WHAT TO WORK ON: Keep each entry exactly as written when you repeat it, and skip the images.

Stored data entries

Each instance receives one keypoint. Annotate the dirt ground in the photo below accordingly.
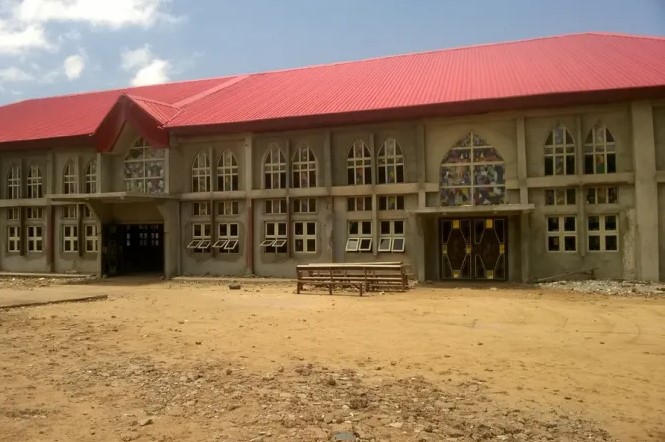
(174, 361)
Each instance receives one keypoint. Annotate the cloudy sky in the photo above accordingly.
(50, 47)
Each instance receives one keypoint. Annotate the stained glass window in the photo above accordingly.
(70, 178)
(472, 173)
(359, 164)
(34, 182)
(390, 163)
(560, 153)
(201, 173)
(599, 151)
(91, 177)
(274, 168)
(304, 168)
(144, 169)
(227, 172)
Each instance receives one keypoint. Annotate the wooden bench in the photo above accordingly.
(364, 277)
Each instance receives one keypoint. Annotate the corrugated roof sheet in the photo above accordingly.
(549, 66)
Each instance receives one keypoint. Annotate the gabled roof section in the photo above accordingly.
(544, 72)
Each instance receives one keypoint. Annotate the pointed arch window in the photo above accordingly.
(560, 152)
(14, 182)
(69, 178)
(359, 164)
(472, 173)
(274, 168)
(227, 172)
(390, 163)
(304, 168)
(599, 151)
(201, 173)
(34, 182)
(144, 168)
(90, 177)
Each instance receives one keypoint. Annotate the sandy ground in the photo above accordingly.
(171, 361)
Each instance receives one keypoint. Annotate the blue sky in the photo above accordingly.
(51, 47)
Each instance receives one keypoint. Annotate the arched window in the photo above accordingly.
(274, 168)
(34, 182)
(201, 173)
(304, 168)
(227, 172)
(560, 153)
(69, 178)
(600, 151)
(472, 173)
(390, 163)
(90, 178)
(144, 168)
(14, 182)
(359, 164)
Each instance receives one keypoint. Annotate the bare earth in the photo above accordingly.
(173, 361)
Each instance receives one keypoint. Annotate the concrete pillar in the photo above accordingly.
(646, 192)
(524, 197)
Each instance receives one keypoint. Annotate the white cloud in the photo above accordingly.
(14, 75)
(114, 14)
(155, 73)
(73, 66)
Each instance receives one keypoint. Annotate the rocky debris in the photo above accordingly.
(610, 287)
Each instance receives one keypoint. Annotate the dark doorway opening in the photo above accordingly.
(132, 248)
(474, 248)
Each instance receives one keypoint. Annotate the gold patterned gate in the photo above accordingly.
(473, 248)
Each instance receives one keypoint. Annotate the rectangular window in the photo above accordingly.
(560, 197)
(561, 234)
(275, 237)
(602, 195)
(228, 238)
(70, 212)
(35, 238)
(201, 238)
(391, 202)
(304, 237)
(13, 239)
(359, 236)
(359, 203)
(91, 238)
(70, 238)
(304, 205)
(201, 209)
(391, 236)
(228, 208)
(275, 207)
(603, 233)
(13, 213)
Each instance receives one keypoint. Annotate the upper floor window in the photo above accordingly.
(359, 164)
(227, 172)
(69, 178)
(304, 168)
(90, 177)
(390, 163)
(560, 153)
(201, 173)
(144, 169)
(274, 168)
(599, 151)
(14, 182)
(35, 182)
(472, 173)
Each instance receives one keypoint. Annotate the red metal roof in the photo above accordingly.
(540, 72)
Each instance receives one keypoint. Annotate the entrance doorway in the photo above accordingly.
(474, 248)
(132, 248)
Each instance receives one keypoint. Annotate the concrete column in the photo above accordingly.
(646, 192)
(524, 197)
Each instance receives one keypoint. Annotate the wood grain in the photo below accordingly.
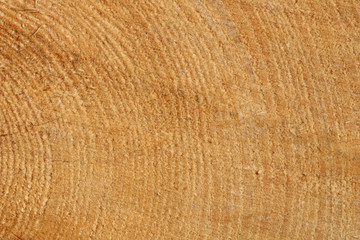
(159, 119)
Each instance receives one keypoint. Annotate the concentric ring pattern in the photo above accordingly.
(174, 119)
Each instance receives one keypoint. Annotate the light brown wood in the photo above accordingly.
(164, 119)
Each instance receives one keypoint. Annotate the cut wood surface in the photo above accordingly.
(180, 119)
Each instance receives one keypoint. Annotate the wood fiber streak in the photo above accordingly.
(157, 119)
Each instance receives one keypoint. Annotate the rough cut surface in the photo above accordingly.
(180, 119)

YOUR RESPONSE:
Each instance receives one keypoint. Annotate the dirt ground in the photo below accordingly.
(174, 361)
Each instance receives one keypoint. Annotate the cloudy sky in the photo above accordingly.
(50, 47)
Each instance receives one keypoint. Annotate the stained glass window in the photo above accordingly.
(70, 178)
(472, 173)
(359, 164)
(34, 182)
(390, 163)
(560, 153)
(201, 173)
(599, 151)
(91, 177)
(274, 168)
(304, 168)
(144, 169)
(227, 172)
Each instance receives one keypoint. Annotate the wooden bench in the photo above accordingly.
(364, 277)
Each instance receives one keypoint. Annotate the corrugated roof sheet in the photo above accordingly.
(549, 66)
Each instance receives one keypoint. Annotate the gabled roof section in the photo above accordingly.
(544, 72)
Each instance receives one keypoint. Annotate the pointed arch window in the photo above accordingly.
(560, 152)
(14, 182)
(69, 178)
(359, 164)
(472, 173)
(274, 168)
(227, 172)
(390, 163)
(304, 168)
(599, 151)
(201, 173)
(34, 182)
(144, 168)
(90, 177)
Each instance receives one keypoint. Annotate the sandy ground in the photo above accordingly.
(171, 361)
Each instance receives one keypoint. Annotate the blue sky in the photo above accordingly.
(51, 47)
Each instance receives one keypoint. Annotate the arched window in the photo above accordingly.
(274, 168)
(34, 182)
(201, 173)
(304, 168)
(227, 172)
(560, 153)
(69, 178)
(600, 151)
(472, 173)
(390, 163)
(90, 178)
(144, 168)
(14, 182)
(359, 164)
Each instance receives one keypoint. Annotate the bare earth in the photo above accordingly.
(173, 361)
Each instance receives one keypoint. Annotate the concrete pillar in the photo above accordingly.
(646, 192)
(524, 197)
Each instance receives one keypoint. Annotate the white cloud in the photo above accordingly.
(14, 75)
(114, 14)
(155, 73)
(73, 66)
Each instance receives one keypoint. Annotate the rocky debris in the photo above accordingly.
(610, 287)
Each instance receives one keypoint. Annotate the dark doorway opening in the photo above accordingly.
(132, 248)
(474, 248)
Each instance receives one keypoint. Annotate the gold patterned gate in the photo above accordingly.
(473, 248)
Each instance receives one keypoint. Annotate the rectangular window in the photo above accordingly.
(560, 197)
(561, 234)
(275, 237)
(602, 195)
(228, 238)
(70, 212)
(35, 238)
(201, 238)
(391, 202)
(304, 237)
(13, 239)
(359, 236)
(359, 203)
(91, 238)
(70, 238)
(304, 205)
(201, 209)
(391, 236)
(228, 208)
(275, 207)
(603, 233)
(13, 213)
Each instance receives one keypoint. Annotate the upper floor window in the photo above accordingly.
(359, 164)
(227, 172)
(69, 178)
(304, 168)
(90, 177)
(390, 163)
(560, 153)
(201, 173)
(144, 169)
(274, 168)
(599, 151)
(14, 182)
(35, 182)
(472, 173)
Each instance receives one keypoint. Annotate the red metal roof in the photo above accordingly.
(540, 72)
Each instance receives one keypoint. Annotate the entrance doorway in the photo above accordingly.
(474, 248)
(132, 248)
Each instance receives one keypoint. Annotate the concrete column in the photo above accordingly.
(646, 192)
(524, 197)
Each instance receives one keypoint. Annotate the wood grain in the photo below accordingly.
(159, 119)
Each instance receives one keypoint. Annotate the concentric ring pattern in the photo above accordingly.
(174, 119)
Each instance receives one keypoint. Annotate the light brown wood in the photo above accordingly.
(164, 119)
Each instance receives one keypoint. Annotate the cut wood surface in the photo above accordingly.
(180, 119)
Each instance receives one keypoint. Annotate the wood fiber streak in the photo above accordingly.
(157, 119)
Each instance receives one keypoint. Annotate the rough cut surface in the photo above accordingly.
(180, 119)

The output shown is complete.